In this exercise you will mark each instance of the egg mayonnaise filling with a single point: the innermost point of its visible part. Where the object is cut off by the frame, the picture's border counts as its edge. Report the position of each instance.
:::::
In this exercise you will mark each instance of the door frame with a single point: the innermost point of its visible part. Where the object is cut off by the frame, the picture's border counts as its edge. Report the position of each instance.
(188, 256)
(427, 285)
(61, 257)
:::::
Please collect every line of the data above that contains the word "frame", and copy each one out in full.

In response
In this exercise you will mark each instance of the egg mayonnaise filling with a single point: the innermost point of its visible part. Where the object is cut off by the frame, the picture's border counts as its edge. Report the position of each instance.
In this exercise you will mark each instance of the door frame with a single point: the innermost point of its visible part. Where the object is cut off by the frame, the picture's border counts as its edge. Report the position of each instance.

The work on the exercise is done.